> To do:
Copy out each line below that has the word "tennis" in it.

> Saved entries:
------------------------

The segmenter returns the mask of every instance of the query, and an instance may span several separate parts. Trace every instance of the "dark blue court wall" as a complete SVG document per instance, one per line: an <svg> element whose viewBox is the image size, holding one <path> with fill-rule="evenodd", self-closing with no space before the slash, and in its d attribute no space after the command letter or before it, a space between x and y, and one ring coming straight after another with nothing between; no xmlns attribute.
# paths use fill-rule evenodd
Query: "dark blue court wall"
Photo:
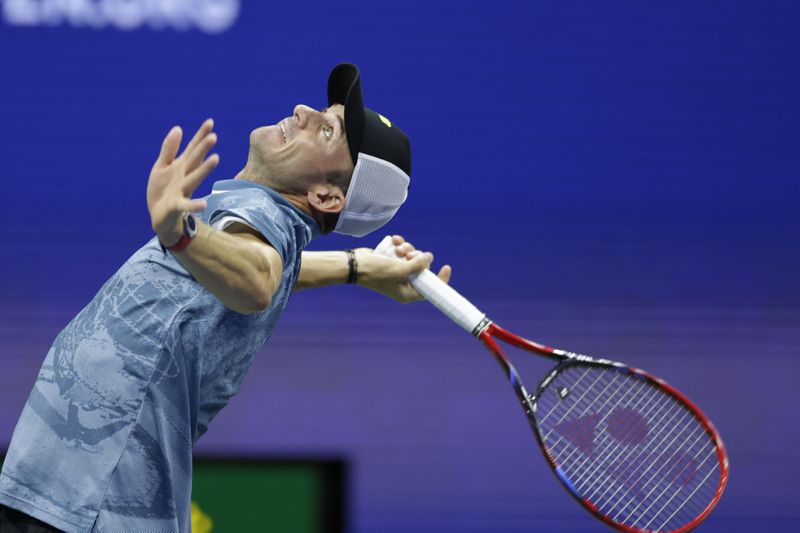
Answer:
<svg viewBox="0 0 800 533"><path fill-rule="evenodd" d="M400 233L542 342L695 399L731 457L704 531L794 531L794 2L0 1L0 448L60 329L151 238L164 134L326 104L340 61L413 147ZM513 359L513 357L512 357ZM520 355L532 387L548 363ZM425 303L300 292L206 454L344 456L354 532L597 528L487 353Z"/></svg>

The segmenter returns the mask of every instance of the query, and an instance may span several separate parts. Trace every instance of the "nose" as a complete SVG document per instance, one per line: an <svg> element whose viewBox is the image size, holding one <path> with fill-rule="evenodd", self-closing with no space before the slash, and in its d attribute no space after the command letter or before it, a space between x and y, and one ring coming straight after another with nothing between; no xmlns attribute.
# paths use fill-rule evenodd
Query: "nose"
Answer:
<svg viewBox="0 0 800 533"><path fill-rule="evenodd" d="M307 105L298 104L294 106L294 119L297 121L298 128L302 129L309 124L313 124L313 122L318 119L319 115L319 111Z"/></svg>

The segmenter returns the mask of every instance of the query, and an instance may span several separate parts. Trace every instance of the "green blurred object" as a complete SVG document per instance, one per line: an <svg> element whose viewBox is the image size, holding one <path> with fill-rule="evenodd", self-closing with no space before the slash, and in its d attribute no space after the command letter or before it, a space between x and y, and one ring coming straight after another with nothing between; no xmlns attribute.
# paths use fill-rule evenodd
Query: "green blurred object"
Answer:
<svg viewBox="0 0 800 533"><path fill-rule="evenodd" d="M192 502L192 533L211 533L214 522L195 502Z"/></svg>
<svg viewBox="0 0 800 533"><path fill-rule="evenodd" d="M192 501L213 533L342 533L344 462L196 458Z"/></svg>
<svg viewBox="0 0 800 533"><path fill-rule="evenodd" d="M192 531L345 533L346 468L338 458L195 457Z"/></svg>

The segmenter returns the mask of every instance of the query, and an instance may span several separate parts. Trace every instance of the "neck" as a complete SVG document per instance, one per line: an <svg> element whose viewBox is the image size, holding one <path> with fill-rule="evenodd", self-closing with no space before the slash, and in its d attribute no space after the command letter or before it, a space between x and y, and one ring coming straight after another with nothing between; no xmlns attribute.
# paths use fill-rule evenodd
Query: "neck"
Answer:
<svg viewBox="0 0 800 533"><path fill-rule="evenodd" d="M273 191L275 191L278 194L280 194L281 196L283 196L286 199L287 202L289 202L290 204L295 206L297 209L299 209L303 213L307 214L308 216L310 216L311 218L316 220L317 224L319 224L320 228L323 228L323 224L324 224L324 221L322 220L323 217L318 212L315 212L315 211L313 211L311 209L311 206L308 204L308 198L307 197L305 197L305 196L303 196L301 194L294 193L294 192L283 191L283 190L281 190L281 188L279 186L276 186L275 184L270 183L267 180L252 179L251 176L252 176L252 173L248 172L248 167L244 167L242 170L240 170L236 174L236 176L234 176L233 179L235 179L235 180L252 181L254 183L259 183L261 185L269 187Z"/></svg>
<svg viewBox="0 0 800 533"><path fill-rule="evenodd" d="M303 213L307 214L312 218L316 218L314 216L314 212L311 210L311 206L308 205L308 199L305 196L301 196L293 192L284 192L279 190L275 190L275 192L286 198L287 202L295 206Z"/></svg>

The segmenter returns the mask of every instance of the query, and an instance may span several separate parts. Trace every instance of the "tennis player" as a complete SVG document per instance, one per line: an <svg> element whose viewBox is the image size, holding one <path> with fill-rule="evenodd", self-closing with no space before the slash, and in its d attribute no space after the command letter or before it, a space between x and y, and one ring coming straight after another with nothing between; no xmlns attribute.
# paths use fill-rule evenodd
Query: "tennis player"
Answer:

------------------------

> Answer below:
The segmenter returns the mask of every instance of the query, and an instance may span several separate parts. Trace every instance of the "tennis player" as a complete SVG document per instance, one per line: an <svg> element whose viewBox is the image size, holding one <path> with fill-rule="evenodd", self-closing with no space before the slash, and in its d attribute no space after the command letter or before it, a space between x and y, and one ring coming straight after another with nothing between; no xmlns attribute.
Query: "tennis player"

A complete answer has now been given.